• Task prompt: Quote all of the data exactly as given. Skip every picture it contains.

• Dataset records:
● ● ● ● ●

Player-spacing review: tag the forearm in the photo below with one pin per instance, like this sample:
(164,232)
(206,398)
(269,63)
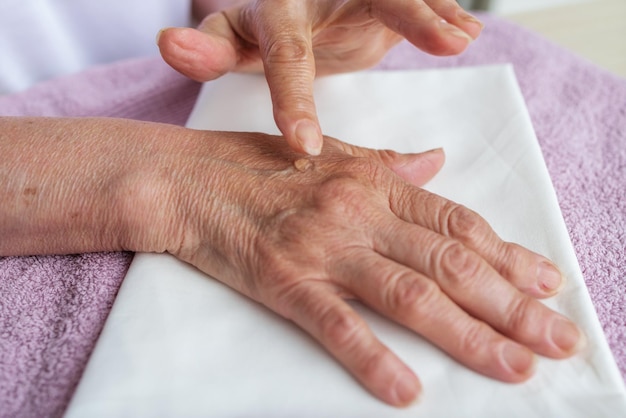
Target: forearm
(71,185)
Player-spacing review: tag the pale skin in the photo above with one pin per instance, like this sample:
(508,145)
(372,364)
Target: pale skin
(299,234)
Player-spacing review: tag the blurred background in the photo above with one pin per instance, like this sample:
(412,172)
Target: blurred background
(593,29)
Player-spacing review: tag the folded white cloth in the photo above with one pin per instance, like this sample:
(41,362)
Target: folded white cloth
(178,343)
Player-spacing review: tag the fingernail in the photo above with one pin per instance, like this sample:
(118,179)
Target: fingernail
(462,14)
(454,31)
(309,137)
(159,33)
(549,277)
(519,359)
(566,335)
(406,389)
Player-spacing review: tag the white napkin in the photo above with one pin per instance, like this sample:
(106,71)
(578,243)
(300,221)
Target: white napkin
(180,344)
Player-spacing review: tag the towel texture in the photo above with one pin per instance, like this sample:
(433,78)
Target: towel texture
(53,308)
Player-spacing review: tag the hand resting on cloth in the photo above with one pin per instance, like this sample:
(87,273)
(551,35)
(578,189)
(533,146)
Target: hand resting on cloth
(297,237)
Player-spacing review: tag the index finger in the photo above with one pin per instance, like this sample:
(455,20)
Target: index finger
(287,53)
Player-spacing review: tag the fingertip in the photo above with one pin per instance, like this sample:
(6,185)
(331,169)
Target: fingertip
(470,24)
(418,169)
(195,54)
(519,361)
(550,278)
(406,390)
(308,137)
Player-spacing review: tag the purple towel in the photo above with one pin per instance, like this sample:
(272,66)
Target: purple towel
(53,308)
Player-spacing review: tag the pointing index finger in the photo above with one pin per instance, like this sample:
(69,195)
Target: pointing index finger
(287,53)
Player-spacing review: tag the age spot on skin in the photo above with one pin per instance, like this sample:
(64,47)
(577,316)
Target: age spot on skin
(30,191)
(303,164)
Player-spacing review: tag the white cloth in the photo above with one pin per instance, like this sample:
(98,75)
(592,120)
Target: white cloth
(41,39)
(180,344)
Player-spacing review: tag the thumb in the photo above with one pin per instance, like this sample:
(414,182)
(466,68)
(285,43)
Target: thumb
(415,168)
(201,54)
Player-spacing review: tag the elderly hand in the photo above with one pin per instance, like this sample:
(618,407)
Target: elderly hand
(298,234)
(295,40)
(301,235)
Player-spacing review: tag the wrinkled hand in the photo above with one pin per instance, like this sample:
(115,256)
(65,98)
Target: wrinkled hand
(295,40)
(303,234)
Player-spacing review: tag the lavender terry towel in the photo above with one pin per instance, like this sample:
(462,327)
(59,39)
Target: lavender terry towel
(53,308)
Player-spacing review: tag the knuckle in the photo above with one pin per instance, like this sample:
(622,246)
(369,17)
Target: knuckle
(459,264)
(341,329)
(520,317)
(474,340)
(412,295)
(462,222)
(287,50)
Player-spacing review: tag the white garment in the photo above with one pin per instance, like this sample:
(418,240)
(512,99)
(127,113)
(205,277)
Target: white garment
(41,39)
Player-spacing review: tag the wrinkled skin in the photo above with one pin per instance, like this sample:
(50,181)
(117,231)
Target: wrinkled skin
(345,226)
(298,236)
(293,41)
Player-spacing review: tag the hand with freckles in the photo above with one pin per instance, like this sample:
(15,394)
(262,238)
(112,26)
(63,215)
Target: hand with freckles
(293,41)
(300,235)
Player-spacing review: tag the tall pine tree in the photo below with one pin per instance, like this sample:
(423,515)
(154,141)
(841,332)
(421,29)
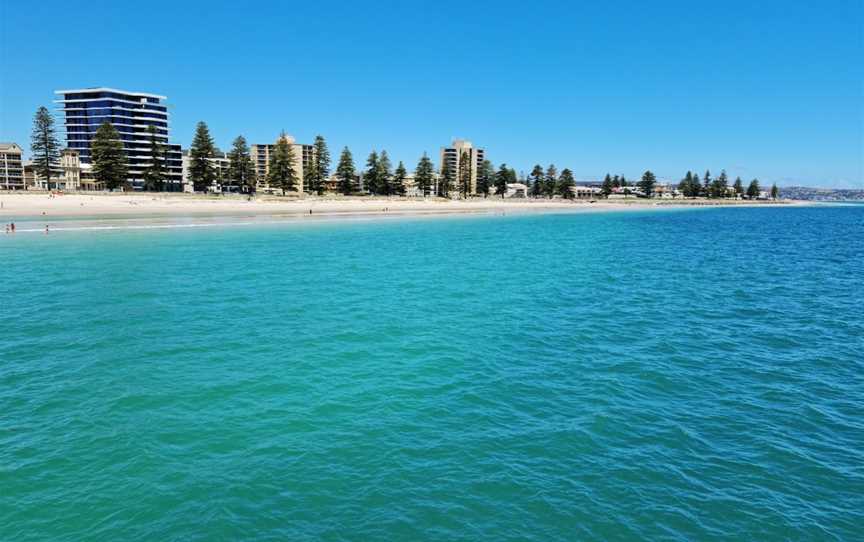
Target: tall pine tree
(45,146)
(647,183)
(241,168)
(109,160)
(536,180)
(345,172)
(385,174)
(424,175)
(371,181)
(445,182)
(201,170)
(321,164)
(550,183)
(399,179)
(485,178)
(686,184)
(720,185)
(282,162)
(502,177)
(754,189)
(607,187)
(566,183)
(739,187)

● ● ● ● ●

• Worked solution:
Player-spacing review: tag the forearm in the photo below with one pin per instance, like this sample:
(164,232)
(206,398)
(269,63)
Target: forearm
(71,185)
Player-spacing review: tag the pale skin in the photo above with one pin per instance, like this sample:
(508,145)
(372,364)
Target: pale skin
(299,234)
Player-spacing review: tag the blurred background in the photo above with one pin per instance, like this sample:
(412,172)
Target: blurred background
(593,29)
Player-spacing review: tag the folded white cloth in the photo above with one pin per instance, like this sample:
(41,362)
Target: folded white cloth
(178,343)
Player-spacing review: tag the fingernail in the photo above with one pin per instance, like this sample:
(118,179)
Target: fingernail
(462,14)
(454,31)
(309,137)
(159,33)
(549,277)
(519,359)
(566,335)
(406,389)
Player-spacing review: tag the white napkin in the photo above with one pin per instance, like this sample:
(106,71)
(578,243)
(300,221)
Target: white napkin
(180,344)
Player-spacing review: tag the towel texture in the photo above with one pin per instance, like this sample:
(433,78)
Target: towel texture
(53,308)
Player-spacing review: tag the hand resting on cloth in the photo above with one pin per instance, like this sample:
(87,273)
(551,35)
(578,189)
(533,146)
Target: hand resting on cloth
(297,237)
Player-spacing review: tag the index finger in the photo above with one pin per instance, like this sample:
(455,20)
Target: index finger
(287,53)
Player-spacing review: tag the fingertip in the photo above with one pin per instance, like this sample:
(6,185)
(331,169)
Target: fingertip
(470,24)
(418,169)
(195,54)
(519,361)
(550,278)
(406,390)
(308,137)
Player-spacing review: tag the purple towel in the photo above with one pin per instance, like this sample:
(272,66)
Target: purple towel
(53,308)
Player-spacing review: tag the pointing index finger in the photo above with one pin per instance, like this sample:
(69,195)
Target: pointing index finger
(287,53)
Player-spacing review: tag the age spot on skin in the photo above with one pin per instance, like this sample:
(64,47)
(577,316)
Target: age spot on skin
(30,191)
(303,164)
Player-spacing review: tag the white cloth in the photo above with one pin per instance, like this sample:
(98,75)
(592,120)
Target: white cloth
(41,39)
(180,344)
Player-spacing review: tag the thumb in the photo above with one pin per instance, like this sample:
(414,182)
(466,68)
(285,43)
Target: thumb
(415,168)
(201,54)
Player-spacing review: tag the elderly hand in the photo above with one pin per instance, like this sample:
(618,407)
Target: elderly hand
(298,234)
(295,40)
(301,235)
Player-spacing review: tag the wrinkled hand in the photo above with one pin per instance, like this sample:
(115,256)
(65,98)
Target: wrinkled hand
(295,40)
(303,234)
Player-spacing review: tag the lavender terry towel in the photo above with one pin per instance, like this sample:
(462,327)
(59,39)
Target: lavender terry towel
(53,308)
Player-spacing review: tag the knuckle in the photo above with one pin per instance, like this sample:
(622,246)
(369,17)
Target: knuckle
(459,264)
(341,329)
(520,317)
(474,340)
(412,295)
(462,222)
(287,50)
Player-spacing review: tag the white garment in the photo above with one pin per instance, like this sample:
(418,240)
(512,99)
(127,113)
(205,277)
Target: white garment
(41,39)
Player-spacing review: tag the wrinkled skin in the photo above with one pin per instance, like this sample:
(50,181)
(117,231)
Target: wrinkled skin
(345,226)
(298,236)
(293,41)
Player-spacing review: tag the hand with freckles in the photo above with one pin per instance, like this sample:
(15,394)
(262,238)
(112,26)
(63,215)
Target: hand with freckles
(293,41)
(300,235)
Player-spacing review: tag the tall pine tree in the photo below with one pin per instance, like this sample:
(423,515)
(154,141)
(841,332)
(421,29)
Target: tall pine tree
(45,146)
(647,183)
(241,168)
(109,160)
(536,180)
(345,172)
(385,174)
(424,175)
(371,181)
(445,182)
(201,170)
(321,164)
(550,183)
(399,179)
(485,178)
(686,184)
(720,185)
(282,162)
(502,177)
(754,189)
(607,187)
(566,183)
(739,187)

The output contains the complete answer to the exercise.